### INSTRUCTIONS TO FOLLOW
Please write out each entry below exactly as it appears.

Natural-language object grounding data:
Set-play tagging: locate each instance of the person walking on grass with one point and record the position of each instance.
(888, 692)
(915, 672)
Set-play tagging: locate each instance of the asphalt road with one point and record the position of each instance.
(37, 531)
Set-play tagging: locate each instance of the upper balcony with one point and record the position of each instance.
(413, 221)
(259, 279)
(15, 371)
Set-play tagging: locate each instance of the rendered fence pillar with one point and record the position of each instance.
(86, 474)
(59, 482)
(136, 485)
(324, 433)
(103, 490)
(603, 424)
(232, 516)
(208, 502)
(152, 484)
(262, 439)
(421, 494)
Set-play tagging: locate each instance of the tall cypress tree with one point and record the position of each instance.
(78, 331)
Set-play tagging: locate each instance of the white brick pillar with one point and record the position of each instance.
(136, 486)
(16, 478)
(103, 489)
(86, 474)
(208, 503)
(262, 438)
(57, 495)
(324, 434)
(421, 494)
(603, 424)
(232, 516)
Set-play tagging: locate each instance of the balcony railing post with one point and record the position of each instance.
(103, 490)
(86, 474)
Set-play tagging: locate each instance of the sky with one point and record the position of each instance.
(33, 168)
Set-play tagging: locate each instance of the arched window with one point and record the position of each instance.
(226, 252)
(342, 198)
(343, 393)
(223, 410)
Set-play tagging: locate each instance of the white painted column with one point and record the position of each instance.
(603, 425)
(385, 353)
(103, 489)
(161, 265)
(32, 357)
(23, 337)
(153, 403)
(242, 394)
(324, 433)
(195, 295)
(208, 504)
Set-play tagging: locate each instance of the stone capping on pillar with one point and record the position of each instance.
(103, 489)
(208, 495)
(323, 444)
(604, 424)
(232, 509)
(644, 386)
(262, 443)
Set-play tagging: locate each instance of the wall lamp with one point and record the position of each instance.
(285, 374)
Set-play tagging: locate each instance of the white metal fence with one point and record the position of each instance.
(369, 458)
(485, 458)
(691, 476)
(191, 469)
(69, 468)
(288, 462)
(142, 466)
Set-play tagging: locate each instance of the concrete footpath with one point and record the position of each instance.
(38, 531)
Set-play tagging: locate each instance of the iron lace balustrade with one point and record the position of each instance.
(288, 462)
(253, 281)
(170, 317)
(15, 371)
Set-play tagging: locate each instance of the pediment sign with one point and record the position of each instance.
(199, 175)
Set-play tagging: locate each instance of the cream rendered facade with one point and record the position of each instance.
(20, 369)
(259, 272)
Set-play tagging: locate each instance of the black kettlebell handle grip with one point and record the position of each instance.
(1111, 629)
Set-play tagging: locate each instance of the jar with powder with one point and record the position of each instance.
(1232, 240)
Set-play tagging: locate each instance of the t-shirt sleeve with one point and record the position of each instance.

### THE ANSWER
Set-play tagging: locate each instance of the person walking on grass with one point and record the position of each instance.
(888, 692)
(915, 672)
Set-play tagging: locate each instance of the asphalt road with one point and record the position of each instance.
(37, 531)
Set-play tagging: locate each instance of the upper balcony with one point and record the position of each instance.
(413, 221)
(259, 279)
(15, 371)
Set-play tagging: locate each instance of the rendered fence pillar with one point and record the position of each instance.
(86, 474)
(59, 482)
(136, 485)
(324, 433)
(103, 490)
(603, 424)
(232, 516)
(208, 502)
(152, 484)
(262, 439)
(421, 494)
Set-play tagging: locate each instance of the tall cypress tree with one point and record the position of each instance.
(78, 331)
Set-play tagging: locate each instance of the white brick pillar with one point and record the position of each instance.
(136, 486)
(16, 478)
(103, 489)
(86, 474)
(208, 503)
(262, 438)
(57, 495)
(324, 434)
(421, 494)
(603, 424)
(232, 516)
Set-play tagging: locate each instance of the balcony railing post with one point and record the position of each instance.
(103, 490)
(86, 474)
Set-play tagging: locate each instance of the sky with one point and record the position of each instance.
(33, 168)
Set-play tagging: locate each instance of the arched window with one point and record the position of each instance.
(226, 252)
(342, 198)
(343, 393)
(223, 410)
Set-play tagging: locate each instance of the white painted column with one point and record the position of each instance.
(603, 425)
(385, 353)
(103, 489)
(161, 265)
(32, 357)
(23, 337)
(153, 403)
(242, 394)
(324, 433)
(195, 295)
(208, 504)
Set-play tagging: locate each instance of the stone capping on pillar with one point and record the position of each instance.
(103, 489)
(208, 495)
(323, 444)
(604, 424)
(232, 509)
(644, 386)
(262, 443)
Set-play tagging: locate each instance of the wall lamp with one point and record the position of each instance.
(285, 374)
Set-play tagging: locate each instance of the white metal fence with one point and record the position of each instance.
(369, 458)
(485, 458)
(691, 476)
(191, 469)
(69, 468)
(288, 462)
(142, 466)
Set-play tagging: locate each instance of the concrete footpath with one point and record the position of each instance.
(38, 531)
Set-play tagging: locate each instance of the iron lace balustrade with one point and record the position of each instance.
(288, 462)
(253, 281)
(170, 317)
(15, 371)
Set-play tagging: locate each instance of the pediment sign with one point and record the position of each instance.
(199, 175)
Set-play tagging: locate each instance of the cream rendered facade with one point and record the position of each instance.
(20, 369)
(259, 272)
Set-play tagging: locate each instance of the black kettlebell handle grip with one point and record the position of each instance.
(1111, 629)
Set-play tagging: locate each instance of the jar with powder with one point and record the position of each instance.
(1232, 240)
Set-play tagging: locate each instance of the t-shirt sleeve with one point and record the position of each instance.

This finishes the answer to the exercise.